> **Enunciado da tarefa**:
Redija a continuação do artigo sobre accountability apresentado abaixo, começando imediatamente após a última frase reproduzida.

> **Trecho da página**:

»»

Aracaju/Se,

sexta-feira, 22 de outubro de 2010

A Ordem do Discurso II

Artigo pessoal

A ORDEM DO DISCURSO (II)
Clóvis Barbosa

Bruce Stone

Joseph Jabbra

Diante disso, a carta de recomendação de um político comportará mensagens de realismo e propostas de felicidade. A mensagem de realismo tem premissas. Todas elas trafegam pela noção que o gestor público deve ter da accountability. Segundo os professores Bruce Stone e Joseph Jabbra, as mais consistentes modalidades de accountability são a administrativa e a política. O termo accountability não possui, no vernáculo, expressão correspondente. Uma tradução livre apontaria para a idéia de prestação de contas e de enquadramento da vontade pessoal do gestor ao querer abstrato da lei. A propósito da compreensão do instituto da accountability, vem a calhar episódio dado em abril de 1893, quando o então presidente da república, Floriano Peixoto, ordenou ao ministro Limpo de Abreu que o estado pagasse um conto de réis ao irmão de Deodoro da Fonseca, Pedro Paulino da Fonseca.

««

> **Trechos dos dados**:
»»

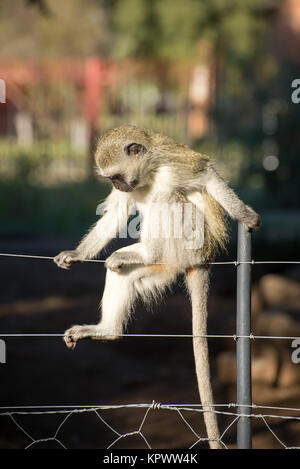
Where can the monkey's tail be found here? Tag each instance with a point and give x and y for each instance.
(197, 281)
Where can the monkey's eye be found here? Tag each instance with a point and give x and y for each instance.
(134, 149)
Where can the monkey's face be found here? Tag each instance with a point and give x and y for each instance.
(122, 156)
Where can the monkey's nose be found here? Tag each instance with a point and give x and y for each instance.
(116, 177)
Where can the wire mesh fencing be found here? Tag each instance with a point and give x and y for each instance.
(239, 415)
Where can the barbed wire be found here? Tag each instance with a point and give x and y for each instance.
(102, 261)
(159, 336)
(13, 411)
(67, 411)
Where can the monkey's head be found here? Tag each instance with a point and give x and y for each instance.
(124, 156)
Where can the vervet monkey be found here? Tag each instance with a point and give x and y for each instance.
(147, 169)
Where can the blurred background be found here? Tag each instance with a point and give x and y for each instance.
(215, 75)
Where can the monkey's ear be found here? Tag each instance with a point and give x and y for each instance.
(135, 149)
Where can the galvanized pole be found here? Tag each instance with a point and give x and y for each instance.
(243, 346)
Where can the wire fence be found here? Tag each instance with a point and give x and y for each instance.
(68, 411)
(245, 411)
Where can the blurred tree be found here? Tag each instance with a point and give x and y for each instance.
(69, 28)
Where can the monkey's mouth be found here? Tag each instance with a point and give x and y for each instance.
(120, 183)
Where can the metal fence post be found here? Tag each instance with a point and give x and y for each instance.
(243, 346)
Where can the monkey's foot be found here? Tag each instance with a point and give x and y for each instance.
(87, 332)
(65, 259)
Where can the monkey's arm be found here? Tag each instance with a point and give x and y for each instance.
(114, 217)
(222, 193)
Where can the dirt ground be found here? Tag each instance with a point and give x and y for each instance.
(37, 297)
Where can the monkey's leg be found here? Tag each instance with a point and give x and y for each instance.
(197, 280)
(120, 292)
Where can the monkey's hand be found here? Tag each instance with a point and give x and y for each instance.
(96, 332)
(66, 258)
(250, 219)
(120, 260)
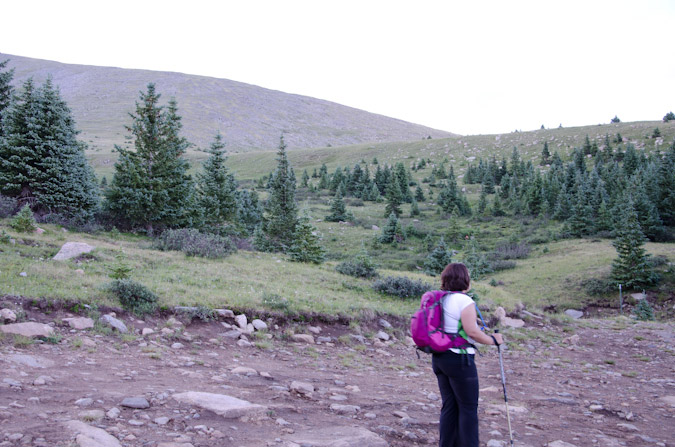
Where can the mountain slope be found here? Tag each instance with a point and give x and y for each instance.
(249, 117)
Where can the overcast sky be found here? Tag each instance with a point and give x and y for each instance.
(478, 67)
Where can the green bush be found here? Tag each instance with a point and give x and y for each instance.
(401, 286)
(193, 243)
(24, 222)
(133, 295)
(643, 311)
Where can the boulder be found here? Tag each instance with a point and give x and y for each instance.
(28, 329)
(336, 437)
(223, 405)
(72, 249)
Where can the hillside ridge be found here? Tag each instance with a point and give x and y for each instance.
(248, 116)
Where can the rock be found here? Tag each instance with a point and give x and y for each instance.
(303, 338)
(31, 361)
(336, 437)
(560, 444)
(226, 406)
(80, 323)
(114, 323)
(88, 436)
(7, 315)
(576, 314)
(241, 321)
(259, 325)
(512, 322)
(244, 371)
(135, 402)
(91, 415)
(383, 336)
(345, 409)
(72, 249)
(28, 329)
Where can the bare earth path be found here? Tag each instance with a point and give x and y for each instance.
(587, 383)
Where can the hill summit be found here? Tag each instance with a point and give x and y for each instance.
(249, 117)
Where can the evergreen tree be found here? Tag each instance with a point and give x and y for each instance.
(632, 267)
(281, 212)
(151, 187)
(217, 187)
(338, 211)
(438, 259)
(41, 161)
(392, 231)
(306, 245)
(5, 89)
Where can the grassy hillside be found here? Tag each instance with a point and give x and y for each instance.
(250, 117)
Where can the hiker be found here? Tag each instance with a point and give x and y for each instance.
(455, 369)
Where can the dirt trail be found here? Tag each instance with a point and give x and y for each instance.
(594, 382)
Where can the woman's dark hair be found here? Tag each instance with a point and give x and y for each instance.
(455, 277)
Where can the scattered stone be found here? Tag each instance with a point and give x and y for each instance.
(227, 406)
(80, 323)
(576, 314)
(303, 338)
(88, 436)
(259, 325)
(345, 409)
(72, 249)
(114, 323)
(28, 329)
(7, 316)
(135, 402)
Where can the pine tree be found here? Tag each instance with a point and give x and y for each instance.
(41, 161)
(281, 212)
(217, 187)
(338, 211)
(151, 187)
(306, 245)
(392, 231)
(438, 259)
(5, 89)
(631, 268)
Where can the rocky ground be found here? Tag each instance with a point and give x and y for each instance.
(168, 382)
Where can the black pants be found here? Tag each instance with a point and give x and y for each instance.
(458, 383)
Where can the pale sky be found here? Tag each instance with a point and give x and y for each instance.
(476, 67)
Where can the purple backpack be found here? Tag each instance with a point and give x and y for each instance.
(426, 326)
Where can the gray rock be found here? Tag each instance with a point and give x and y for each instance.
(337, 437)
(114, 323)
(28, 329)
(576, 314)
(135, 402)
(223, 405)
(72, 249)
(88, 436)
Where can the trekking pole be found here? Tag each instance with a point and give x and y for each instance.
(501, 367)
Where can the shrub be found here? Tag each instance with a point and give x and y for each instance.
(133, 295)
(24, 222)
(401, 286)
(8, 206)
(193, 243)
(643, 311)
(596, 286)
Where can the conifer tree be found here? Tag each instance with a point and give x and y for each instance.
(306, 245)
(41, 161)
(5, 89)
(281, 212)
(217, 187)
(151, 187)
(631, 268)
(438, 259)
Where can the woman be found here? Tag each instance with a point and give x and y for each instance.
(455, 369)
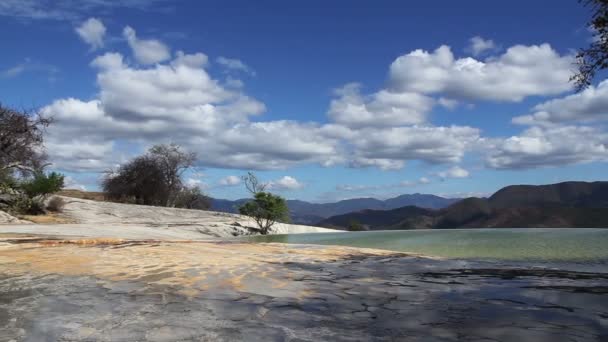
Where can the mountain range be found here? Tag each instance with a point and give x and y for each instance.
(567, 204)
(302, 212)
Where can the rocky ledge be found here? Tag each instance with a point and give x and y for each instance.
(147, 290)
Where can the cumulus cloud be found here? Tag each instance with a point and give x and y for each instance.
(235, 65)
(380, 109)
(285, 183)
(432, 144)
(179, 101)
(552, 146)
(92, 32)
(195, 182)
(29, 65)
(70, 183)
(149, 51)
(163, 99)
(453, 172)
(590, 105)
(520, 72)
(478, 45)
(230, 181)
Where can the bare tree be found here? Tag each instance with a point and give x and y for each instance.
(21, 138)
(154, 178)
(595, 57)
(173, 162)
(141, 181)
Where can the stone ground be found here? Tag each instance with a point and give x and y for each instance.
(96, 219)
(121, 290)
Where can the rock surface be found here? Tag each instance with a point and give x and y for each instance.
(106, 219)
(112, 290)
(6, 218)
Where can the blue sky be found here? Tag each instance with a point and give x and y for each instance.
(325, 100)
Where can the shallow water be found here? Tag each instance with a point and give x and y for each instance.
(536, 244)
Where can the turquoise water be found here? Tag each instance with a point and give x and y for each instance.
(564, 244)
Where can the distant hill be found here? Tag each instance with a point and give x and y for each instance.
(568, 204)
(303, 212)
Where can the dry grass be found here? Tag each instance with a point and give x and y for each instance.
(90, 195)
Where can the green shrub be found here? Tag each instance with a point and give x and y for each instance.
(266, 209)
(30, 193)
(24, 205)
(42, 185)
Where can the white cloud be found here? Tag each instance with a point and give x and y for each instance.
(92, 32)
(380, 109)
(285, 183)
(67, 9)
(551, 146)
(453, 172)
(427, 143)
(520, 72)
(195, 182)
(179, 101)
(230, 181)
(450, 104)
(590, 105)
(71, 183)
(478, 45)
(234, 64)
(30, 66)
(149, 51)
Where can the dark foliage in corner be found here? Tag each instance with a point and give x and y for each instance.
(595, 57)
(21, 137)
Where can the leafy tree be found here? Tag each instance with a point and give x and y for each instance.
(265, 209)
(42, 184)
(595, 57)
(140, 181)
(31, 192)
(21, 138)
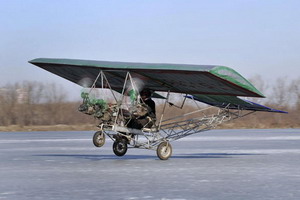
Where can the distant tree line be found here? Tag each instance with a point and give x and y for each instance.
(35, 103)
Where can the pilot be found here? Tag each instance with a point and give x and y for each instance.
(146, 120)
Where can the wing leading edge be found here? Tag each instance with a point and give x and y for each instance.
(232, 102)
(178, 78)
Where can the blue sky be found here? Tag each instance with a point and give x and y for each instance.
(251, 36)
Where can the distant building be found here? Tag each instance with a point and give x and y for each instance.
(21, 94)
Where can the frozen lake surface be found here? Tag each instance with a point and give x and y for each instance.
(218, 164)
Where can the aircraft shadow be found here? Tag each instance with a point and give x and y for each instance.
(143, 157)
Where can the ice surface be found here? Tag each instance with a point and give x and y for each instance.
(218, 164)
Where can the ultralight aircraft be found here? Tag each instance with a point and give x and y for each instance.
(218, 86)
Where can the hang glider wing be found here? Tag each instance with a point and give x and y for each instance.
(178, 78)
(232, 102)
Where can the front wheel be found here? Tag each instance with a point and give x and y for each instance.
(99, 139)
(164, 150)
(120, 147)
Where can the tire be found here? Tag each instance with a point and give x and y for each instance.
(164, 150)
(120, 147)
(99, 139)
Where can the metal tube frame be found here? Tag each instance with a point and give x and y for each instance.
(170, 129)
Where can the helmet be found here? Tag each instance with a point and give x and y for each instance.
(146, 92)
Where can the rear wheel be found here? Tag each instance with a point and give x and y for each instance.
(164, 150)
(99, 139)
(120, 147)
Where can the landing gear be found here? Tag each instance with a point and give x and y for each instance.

««

> **Resultado da tarefa**:
Min. Limpo de Abreu

V - ORIENTAR PARA NÃO SER NECESSÁRIO PUNIR. Como não havia dotação para a despesa, o tribunal de contas glosou a determinação de Floriano. Colérico, ele declarou que tal fato só poderia ter saído da cabeça de Serzedello Corrêa, que criara um tribunal que estava acima do chefe do executivo. Ao tomar conhecimento do disparate, Serzedello mandou dizer a Floriano que o tribunal de contas não lhe seria superior quando ele agisse conforme a lei. Mas, ali onde se quisesse tripudiar as leis da república, o tribunal seria superior a qualquer um. Possesso, Floriano mandou reformar o tribunal de contas, ato que fez com que Serzedello Corrêa, então ministro da fazenda, pedisse exoneração. Floriano teve que recuar. Mas a parte da história que interessa neste instante é exatamente essa: a precisa noção que Serzedello possuía da accountability: nada, num estado democrático, pode vir à tona ao arrepio das leis legitimamente postas pelo parlamento.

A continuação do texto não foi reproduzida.